### REQUIRED ACTION
Keep to one stretch of the data below, the lines from the one with "164, row 11." up to and including the one with "251, row 378.", and return that stretch exactly.

### SUPPLIED ENTRIES
· · · ·

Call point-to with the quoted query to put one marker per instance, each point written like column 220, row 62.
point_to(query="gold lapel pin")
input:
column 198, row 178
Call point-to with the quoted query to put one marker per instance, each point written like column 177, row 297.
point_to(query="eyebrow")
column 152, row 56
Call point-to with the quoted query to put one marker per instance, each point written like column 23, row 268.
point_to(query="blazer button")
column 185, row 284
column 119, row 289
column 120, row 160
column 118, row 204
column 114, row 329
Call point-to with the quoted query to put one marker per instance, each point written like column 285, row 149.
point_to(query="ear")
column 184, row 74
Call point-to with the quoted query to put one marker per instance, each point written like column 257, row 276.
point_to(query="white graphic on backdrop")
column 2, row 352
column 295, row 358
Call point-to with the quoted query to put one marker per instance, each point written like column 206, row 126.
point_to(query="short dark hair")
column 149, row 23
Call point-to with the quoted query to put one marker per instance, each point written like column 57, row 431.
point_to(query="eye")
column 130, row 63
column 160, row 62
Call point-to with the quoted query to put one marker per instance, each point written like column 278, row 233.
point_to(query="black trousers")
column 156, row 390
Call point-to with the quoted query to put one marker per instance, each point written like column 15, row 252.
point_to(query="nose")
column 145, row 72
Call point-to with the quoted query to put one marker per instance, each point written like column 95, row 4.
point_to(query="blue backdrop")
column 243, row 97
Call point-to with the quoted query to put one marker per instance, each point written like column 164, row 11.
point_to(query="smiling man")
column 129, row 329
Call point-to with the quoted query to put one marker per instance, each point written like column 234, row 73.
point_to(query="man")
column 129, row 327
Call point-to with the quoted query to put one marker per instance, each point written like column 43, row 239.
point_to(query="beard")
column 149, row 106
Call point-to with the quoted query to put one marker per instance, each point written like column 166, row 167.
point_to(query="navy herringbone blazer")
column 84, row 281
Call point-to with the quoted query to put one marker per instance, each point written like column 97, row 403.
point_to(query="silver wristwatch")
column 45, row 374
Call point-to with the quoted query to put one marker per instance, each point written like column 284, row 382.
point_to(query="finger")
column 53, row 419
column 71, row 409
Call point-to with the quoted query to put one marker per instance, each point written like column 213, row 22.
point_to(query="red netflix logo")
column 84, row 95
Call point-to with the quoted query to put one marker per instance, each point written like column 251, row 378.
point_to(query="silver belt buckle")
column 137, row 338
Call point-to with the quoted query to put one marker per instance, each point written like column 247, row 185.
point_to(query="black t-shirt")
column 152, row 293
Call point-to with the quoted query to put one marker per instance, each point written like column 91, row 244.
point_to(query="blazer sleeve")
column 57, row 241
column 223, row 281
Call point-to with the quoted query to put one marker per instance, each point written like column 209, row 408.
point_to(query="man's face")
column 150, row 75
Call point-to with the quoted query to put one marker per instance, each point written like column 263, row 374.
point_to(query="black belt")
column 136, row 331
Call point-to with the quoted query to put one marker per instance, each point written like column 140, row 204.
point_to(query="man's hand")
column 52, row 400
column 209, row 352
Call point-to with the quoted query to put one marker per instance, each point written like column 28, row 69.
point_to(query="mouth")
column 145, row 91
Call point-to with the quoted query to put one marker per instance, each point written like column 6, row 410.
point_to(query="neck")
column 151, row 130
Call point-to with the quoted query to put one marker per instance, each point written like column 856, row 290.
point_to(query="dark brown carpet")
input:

· · · ·

### EXERCISE ANSWER
Call point-to with the quoted query to put one marker per instance, each point written like column 164, row 11.
point_to(query="smiling man")
column 129, row 329
Call point-to with the quoted query to put one marker per instance, each point written like column 234, row 73.
point_to(query="man")
column 129, row 327
Call point-to with the quoted query to put one marker per instance, each point written like column 43, row 239.
point_to(query="beard")
column 149, row 106
Call point-to with the quoted query to put one marker per instance, each point written like column 166, row 167.
point_to(query="navy herringbone blazer")
column 84, row 281
Call point-to with the quoted query to put one marker per instance, each point written like column 97, row 403.
point_to(query="silver wristwatch")
column 45, row 374
Call point-to with the quoted query to put one marker per instance, each point written like column 284, row 382.
point_to(query="finger")
column 53, row 419
column 71, row 409
Call point-to with the quoted query to put one marker per instance, each point written like column 213, row 22.
point_to(query="red netflix logo")
column 84, row 95
Call point-to with the quoted query to put one marker per instance, each point written like column 251, row 378.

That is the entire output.